= Kutipan Terpilih =
--------

KOMPAS.com - Pernahkah Anda mendengar mitos pria juiga bisa mengalami mual dan momen ngidam saat sang istri mengandung? Yah, fenomena tersebut bukan sekadar isapan jempol belaka.
Faktanya, penelitian yang diterbitkan dalam American Journal of Men's Health menemukan 25 hingga 72 persen pria di seluruh dunia juga merasakan gejala kehamilan ketika sang istri sedang berbadan dua.
Dalam dunia medis, istilah tersebut dikenal dengan sebutan sindrom couvade. Melansir Mayo Clinis, sindrom cauvade biasanya terjadi ketika sang istri berada pada trimester pertama dan ketiga masa kehamilan.
Baca juga: Amankah Melakukan Donor Darah Saat Pandemi Covid-19?

--------

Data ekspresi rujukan
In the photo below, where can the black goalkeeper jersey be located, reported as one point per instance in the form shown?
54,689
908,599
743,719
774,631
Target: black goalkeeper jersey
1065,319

--------

Lanjutkan artikel tentang sindrom couvade mulai dari kalimat sesudah bagian terakhir yang ditampilkan.

Gejala-gejaja yang dialami bisa seperti berikut:
- Gejala fisik
Gejala-gejala bisa termasuk mual, mulas, sakit perut, kembung, perubahan nafsu makan, masalah pernapasan, sakit gigi, kram kaki, sakit punggung, dan iritasi kemih atau genital.
- Gejala psikologis
Gejala-gejala ini mungkin termasuk perubahan pola tidur, kecemasan, depresi, penurunan libido dan kegelisahan.
Sindrom ini tidak masuk dalam kategori gangguan kesehatan mental. Namun, beberapa penelitian menunjukan orang yang memiliki riwayat gangguan suasana hati berisiko besar mengalami sindrom couvade.
Menurut data Healthline, sindrom couvade bisa terjadi karenna faktor-faktor berikut ini:
1. Stres
Kehamilan dapat menyebabkan berbagai emosi untuk pasangan manapun. Seringkali, momen tersebut diwarnai oleh kombinasi kebahagiaan dan stres. Hal inilah yang berperan besar dalam memicu sindrom couvade.
Ketakutan akan peran sebagai orangtua juga bisa membuat seorang pria mengalami sindrom ini.
2. Pseudocyesis
Teori lain juga mengatakan, sindrom couvade bisa terjadi bersamaan dengan pseudocyesis atau kehamilan hantu.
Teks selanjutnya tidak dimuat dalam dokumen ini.